==== Data to process

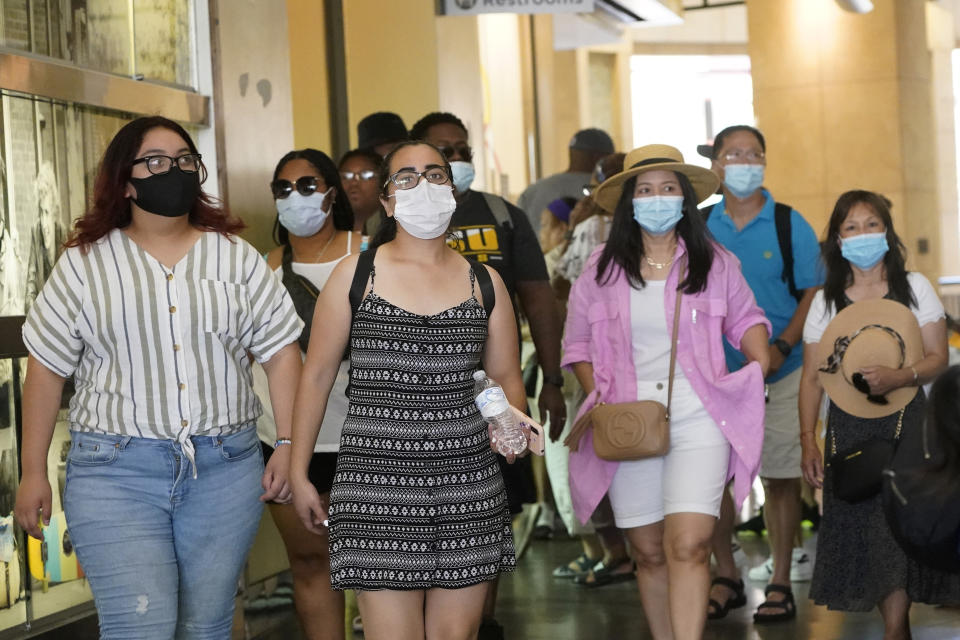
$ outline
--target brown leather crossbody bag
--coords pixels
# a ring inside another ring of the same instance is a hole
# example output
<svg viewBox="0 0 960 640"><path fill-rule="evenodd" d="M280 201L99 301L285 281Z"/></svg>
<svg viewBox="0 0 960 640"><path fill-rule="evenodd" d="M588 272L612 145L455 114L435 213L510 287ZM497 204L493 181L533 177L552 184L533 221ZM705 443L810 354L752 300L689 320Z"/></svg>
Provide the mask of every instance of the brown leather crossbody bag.
<svg viewBox="0 0 960 640"><path fill-rule="evenodd" d="M682 280L681 271L681 280ZM680 322L680 298L673 311L670 344L670 378L667 382L667 406L655 400L638 402L601 402L574 423L563 444L576 451L587 428L593 426L593 451L603 460L639 460L666 455L670 450L670 403L673 400L673 373L677 364L677 326Z"/></svg>

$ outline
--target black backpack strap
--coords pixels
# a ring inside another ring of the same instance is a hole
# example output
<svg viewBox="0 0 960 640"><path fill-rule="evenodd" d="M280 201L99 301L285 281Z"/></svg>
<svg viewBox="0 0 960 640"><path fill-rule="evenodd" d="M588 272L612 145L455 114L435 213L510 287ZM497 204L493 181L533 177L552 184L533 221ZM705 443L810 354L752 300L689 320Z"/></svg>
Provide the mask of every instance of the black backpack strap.
<svg viewBox="0 0 960 640"><path fill-rule="evenodd" d="M483 310L487 312L487 318L493 313L493 307L497 304L497 294L493 290L493 280L490 278L490 272L487 268L476 260L469 260L473 275L480 285L480 295L483 296Z"/></svg>
<svg viewBox="0 0 960 640"><path fill-rule="evenodd" d="M793 207L782 202L777 202L773 208L773 221L777 227L777 244L780 245L780 257L783 259L783 281L787 283L790 289L790 295L798 301L803 297L803 293L797 289L797 282L793 275L793 239L790 228L790 217L793 213Z"/></svg>
<svg viewBox="0 0 960 640"><path fill-rule="evenodd" d="M717 204L719 204L719 203L717 203ZM700 213L703 214L703 221L704 221L704 222L706 222L707 220L710 219L710 214L713 213L713 210L714 210L714 208L717 206L717 204L712 204L712 205L710 205L709 207L704 207L703 209L700 209Z"/></svg>
<svg viewBox="0 0 960 640"><path fill-rule="evenodd" d="M357 259L357 268L353 272L353 283L350 285L350 312L351 315L360 308L363 302L363 294L367 290L367 281L370 279L370 272L373 270L373 259L377 255L377 248L367 249L360 252Z"/></svg>

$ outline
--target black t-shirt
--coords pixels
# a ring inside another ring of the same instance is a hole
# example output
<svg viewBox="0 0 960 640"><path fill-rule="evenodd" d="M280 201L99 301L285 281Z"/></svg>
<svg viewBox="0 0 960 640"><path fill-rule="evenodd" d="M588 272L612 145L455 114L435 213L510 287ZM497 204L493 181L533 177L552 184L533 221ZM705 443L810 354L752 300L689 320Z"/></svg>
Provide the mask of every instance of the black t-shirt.
<svg viewBox="0 0 960 640"><path fill-rule="evenodd" d="M461 255L496 269L510 297L515 298L517 282L549 278L540 242L526 214L506 200L504 203L512 221L509 228L497 225L482 193L467 191L453 213L449 244Z"/></svg>

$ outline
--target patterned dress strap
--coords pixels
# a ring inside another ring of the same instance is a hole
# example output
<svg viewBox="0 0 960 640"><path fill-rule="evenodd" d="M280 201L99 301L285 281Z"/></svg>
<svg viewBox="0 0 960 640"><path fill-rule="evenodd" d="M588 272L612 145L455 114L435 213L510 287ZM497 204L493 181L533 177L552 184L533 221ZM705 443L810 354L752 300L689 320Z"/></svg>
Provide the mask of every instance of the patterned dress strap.
<svg viewBox="0 0 960 640"><path fill-rule="evenodd" d="M471 264L471 265L470 265L470 297L471 297L471 298L476 298L476 297L477 297L477 294L476 294L476 291L477 291L476 284L477 284L477 274L474 273L474 271L473 271L473 265Z"/></svg>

========

_Your goal_: Set every record down exactly, omitting pictures.

_Result for this exercise_:
$ outline
--target brown leather crossbody bag
--coords pixels
# a ring inside another ring of the same instance is a hole
# example output
<svg viewBox="0 0 960 640"><path fill-rule="evenodd" d="M280 201L99 301L285 281Z"/></svg>
<svg viewBox="0 0 960 640"><path fill-rule="evenodd" d="M588 272L612 145L455 114L435 213L510 287ZM497 204L493 181L533 177L552 184L533 221ZM705 443L810 354L752 300L689 320Z"/></svg>
Provide the mask of every instance of the brown leather crossbody bag.
<svg viewBox="0 0 960 640"><path fill-rule="evenodd" d="M682 280L681 271L681 280ZM680 322L680 298L673 311L670 344L670 378L667 382L667 406L655 400L638 402L601 402L574 423L563 444L576 451L587 428L593 426L593 451L603 460L639 460L666 455L670 450L670 403L673 400L673 373L677 364L677 326Z"/></svg>

$ outline
--target black backpack strap
--coords pixels
# a ring inside another ring of the same instance is a hole
# example output
<svg viewBox="0 0 960 640"><path fill-rule="evenodd" d="M280 201L99 301L285 281Z"/></svg>
<svg viewBox="0 0 960 640"><path fill-rule="evenodd" d="M588 272L612 145L455 114L435 213L510 287ZM497 204L493 181L533 177L552 184L533 221ZM705 443L810 354L752 300L689 320Z"/></svg>
Provide the mask of every instance of the black backpack strap.
<svg viewBox="0 0 960 640"><path fill-rule="evenodd" d="M483 310L487 312L487 318L493 313L493 307L497 304L497 294L493 290L493 280L490 278L490 272L487 268L476 260L469 260L473 275L480 285L480 295L483 296Z"/></svg>
<svg viewBox="0 0 960 640"><path fill-rule="evenodd" d="M793 207L782 202L777 202L773 208L773 221L777 227L777 244L780 245L780 257L783 259L783 281L787 283L790 289L790 295L798 301L803 297L803 293L797 289L797 282L793 275L793 239L790 228L790 217L793 213Z"/></svg>
<svg viewBox="0 0 960 640"><path fill-rule="evenodd" d="M717 204L719 204L719 203L717 203ZM700 213L703 214L703 221L704 221L704 222L706 222L707 220L710 219L710 214L713 213L713 210L714 210L714 208L717 206L717 204L712 204L712 205L710 205L709 207L704 207L703 209L700 209Z"/></svg>
<svg viewBox="0 0 960 640"><path fill-rule="evenodd" d="M357 259L357 268L353 272L353 283L350 285L350 312L351 315L360 308L363 302L363 294L367 290L367 281L370 279L370 272L373 270L373 259L377 255L377 248L367 249L360 252Z"/></svg>

$ outline
--target black t-shirt
--coords pixels
# a ring inside another ring of the same instance is a hole
# example output
<svg viewBox="0 0 960 640"><path fill-rule="evenodd" d="M280 201L99 301L285 281Z"/></svg>
<svg viewBox="0 0 960 640"><path fill-rule="evenodd" d="M588 272L612 145L455 114L435 213L510 287ZM497 204L493 181L533 177L552 184L533 221ZM705 443L810 354L752 300L689 320Z"/></svg>
Provide the mask of every instance of the black t-shirt.
<svg viewBox="0 0 960 640"><path fill-rule="evenodd" d="M461 255L496 269L510 297L515 298L517 282L549 278L540 242L526 214L506 200L504 203L512 221L509 228L497 225L482 193L467 191L453 213L449 244Z"/></svg>

$ outline
--target patterned dress strap
--coords pixels
# a ring inside another ring of the same instance is a hole
# example output
<svg viewBox="0 0 960 640"><path fill-rule="evenodd" d="M280 201L99 301L285 281Z"/></svg>
<svg viewBox="0 0 960 640"><path fill-rule="evenodd" d="M588 272L612 145L455 114L435 213L510 287ZM497 204L493 181L533 177L552 184L533 221ZM705 443L810 354L752 300L689 320Z"/></svg>
Provide the mask of every instance of the patterned dress strap.
<svg viewBox="0 0 960 640"><path fill-rule="evenodd" d="M471 264L471 265L470 265L470 297L471 297L471 298L476 298L476 297L477 297L477 294L476 294L476 291L477 291L476 284L477 284L477 274L474 273L474 271L473 271L473 265Z"/></svg>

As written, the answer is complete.